Work instruction A » Translate this sentence from the Columbia campus tours article into Spanish: "In-person tours of the campus for prospective students began on March 15 with new safety protocols in place."
Work instruction B » From the Columbia campus tours article, reproduce word for word the part that opens with the words containing "Since the start" and closes with "students like Hodge.".
Work instruction C » Write what comes next in the Columbia campus tours article, picking up right after its final sentence.

Document passage »
···

Columbia begins on-campus tours for a limited number of families
March 25, 2021
Updated Tuesday, April 6: The college has opened 33 new tour slots from April 12 to April 30 and opened registration for 33 tours per week after National Decision Day through September 4.
Kendall Hodge took a tour of Columbia as soon as she was able, although the college’s procedures looked different from other college tours she had taken.
Hodge, a high school senior from Florida, was one of about 175 prospective students who registered to tour the college in-person under its new COVID-19 safety guidelines.
Since the start of the pandemic, prospective Columbia students and their families have relied on technology to visit the campus virtually, rather than physically visiting the college like they have in the past. But recently, that changed for some students like Hodge.
“[The tour] made the idea more real in my head that this was a place where I could really go and see myself being a student there,” Hodge said.
In-person tours of the campus for prospective students began on March 15 with new safety protocols in place.
Tour groups now include the tour guide, the prospective student and up to two guests of the student, as opposed to tours in the past containing several families with one guide.
Every visitor must also take a rapid COVID-19 test on campus 30 minutes prior to their scheduled tour, and to complete the tour, the results must be negative. The test is paid for by the college.
The tours do not allow access to any of the student housing buildings, and standard Columbia community safety guidelines, such as mask-wearing and social distancing, apply at all times.

···

Dataset »

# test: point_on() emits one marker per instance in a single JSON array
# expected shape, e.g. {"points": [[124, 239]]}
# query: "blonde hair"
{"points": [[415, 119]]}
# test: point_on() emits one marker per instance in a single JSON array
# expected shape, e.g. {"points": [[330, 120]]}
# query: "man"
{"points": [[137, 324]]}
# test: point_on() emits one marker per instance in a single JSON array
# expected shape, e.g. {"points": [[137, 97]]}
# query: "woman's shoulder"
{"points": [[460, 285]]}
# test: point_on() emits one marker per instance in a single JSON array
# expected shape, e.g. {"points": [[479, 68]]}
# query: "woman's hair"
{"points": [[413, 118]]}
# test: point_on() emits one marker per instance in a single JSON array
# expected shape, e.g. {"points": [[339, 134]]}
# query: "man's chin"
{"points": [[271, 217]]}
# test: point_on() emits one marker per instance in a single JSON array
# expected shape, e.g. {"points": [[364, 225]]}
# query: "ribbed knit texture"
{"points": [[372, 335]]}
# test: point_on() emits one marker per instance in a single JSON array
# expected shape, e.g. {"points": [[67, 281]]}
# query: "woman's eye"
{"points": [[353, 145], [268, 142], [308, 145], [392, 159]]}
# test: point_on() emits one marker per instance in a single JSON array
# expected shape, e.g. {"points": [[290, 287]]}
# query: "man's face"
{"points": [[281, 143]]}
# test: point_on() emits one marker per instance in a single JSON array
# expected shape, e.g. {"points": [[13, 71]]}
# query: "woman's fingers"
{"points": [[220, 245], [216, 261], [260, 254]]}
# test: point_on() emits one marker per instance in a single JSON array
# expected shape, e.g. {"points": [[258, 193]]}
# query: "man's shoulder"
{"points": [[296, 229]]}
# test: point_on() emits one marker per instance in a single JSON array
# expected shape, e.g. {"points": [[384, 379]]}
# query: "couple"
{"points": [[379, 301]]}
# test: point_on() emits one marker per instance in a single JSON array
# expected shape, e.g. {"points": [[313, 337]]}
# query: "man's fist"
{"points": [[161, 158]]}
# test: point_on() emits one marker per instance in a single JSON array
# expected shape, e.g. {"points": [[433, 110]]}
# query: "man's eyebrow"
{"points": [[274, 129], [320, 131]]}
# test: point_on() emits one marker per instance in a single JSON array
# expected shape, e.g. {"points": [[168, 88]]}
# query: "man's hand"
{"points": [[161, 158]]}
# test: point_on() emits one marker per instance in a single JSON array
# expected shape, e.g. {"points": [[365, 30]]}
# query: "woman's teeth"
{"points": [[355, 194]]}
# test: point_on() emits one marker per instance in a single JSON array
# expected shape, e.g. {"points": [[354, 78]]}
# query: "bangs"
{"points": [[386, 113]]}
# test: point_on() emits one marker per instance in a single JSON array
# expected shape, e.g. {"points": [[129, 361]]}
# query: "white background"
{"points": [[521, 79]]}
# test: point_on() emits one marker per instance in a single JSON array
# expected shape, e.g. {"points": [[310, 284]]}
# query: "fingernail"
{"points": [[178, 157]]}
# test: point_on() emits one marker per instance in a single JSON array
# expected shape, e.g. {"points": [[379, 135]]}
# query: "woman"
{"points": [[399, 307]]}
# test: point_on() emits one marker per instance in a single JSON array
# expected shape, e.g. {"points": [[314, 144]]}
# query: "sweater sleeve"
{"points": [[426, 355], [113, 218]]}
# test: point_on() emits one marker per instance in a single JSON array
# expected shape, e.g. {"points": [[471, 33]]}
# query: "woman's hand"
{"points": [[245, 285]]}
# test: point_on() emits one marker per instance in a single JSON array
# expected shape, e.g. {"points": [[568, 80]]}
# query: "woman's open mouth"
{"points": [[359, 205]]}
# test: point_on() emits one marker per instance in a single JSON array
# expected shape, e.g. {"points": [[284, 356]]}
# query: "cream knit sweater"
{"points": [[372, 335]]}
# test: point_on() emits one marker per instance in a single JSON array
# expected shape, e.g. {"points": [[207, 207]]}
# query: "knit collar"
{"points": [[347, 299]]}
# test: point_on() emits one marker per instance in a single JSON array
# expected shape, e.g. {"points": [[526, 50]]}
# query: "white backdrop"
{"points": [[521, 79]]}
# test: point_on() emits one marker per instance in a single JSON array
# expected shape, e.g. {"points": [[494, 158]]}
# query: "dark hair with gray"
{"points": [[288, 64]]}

···

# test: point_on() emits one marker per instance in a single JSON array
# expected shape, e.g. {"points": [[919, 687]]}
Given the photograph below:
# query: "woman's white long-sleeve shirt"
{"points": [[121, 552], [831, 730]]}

···

Reply A » Las visitas presenciales al campus para futuros estudiantes comenzaron el 15 de marzo con nuevos protocolos de seguridad en vigor.

Reply B »
Since the start of the pandemic, prospective Columbia students and their families have relied on technology to visit the campus virtually, rather than physically visiting the college like they have in the past. But recently, that changed for some students like Hodge.

Reply C »
Derek Brinkley, assistant vice president of undergraduate admissions, said all tour slots prior to May 1, which is National Decision Day, were filled in the first three hours after registration opened on March 8.
This left many prospective students and parents disappointed, including Piper Ruth, a high school senior from Colorado.
“I’m not quite sure where [Columbia] is on my list of colleges,” Ruth said. “It’s still up there [in my] top three, but it’s just hard to know if I don’t know the student body and the buildings.”
Ruth’s mother Tina Ruth said she does not feel comfortable investing money into the college without being able to experience a tour.
“It’s like that show they have on TV where you don’t meet your fiancé before you marry him,” Tina Ruth said. “This is almost a quarter of a million dollar investment in her education. Who would just put that down on something that you don’t have a really good feel for and haven’t been able to visit one or two times?”
Brinkley said the college made five tour slots available per day, five days a week from March 15 to April 30, meaning 175 students in total could tour the college prior to decision day.
There is a waitlist available for a tour in the event that a family cancels, but Brinkley said he does not envision many people canceling.
Hodge said she enjoyed visiting the Theatre Department in-person the most during her tour.
“I definitely was super surprised with what [the college] was like,” Hodge said. “It’s going to make it a very hard decision for me.”
From Sept. 1, 2018, to Aug. 31, 2019, the last full recruitment cycle before the pandemic, 8,718 prospective students attended some form of on-campus event, including 3,289 students who took tours.
Brinkley said the reason for fewer tour opportunities is for the safety of the tour guides, families and the Columbia community.
“My primary goal was to make sure that students stay safe,” Brinkley said. “Yes, I want students to choose Columbia … but I don’t want to put [prospective] students, families, our students, our staff [or] our faculty … at risk for catching COVID just because we want to get tours up and running on campus.”
Brinkley said there are still virtual opportunities for prospective students to try to get a feel for the campus without taking an in-person tour.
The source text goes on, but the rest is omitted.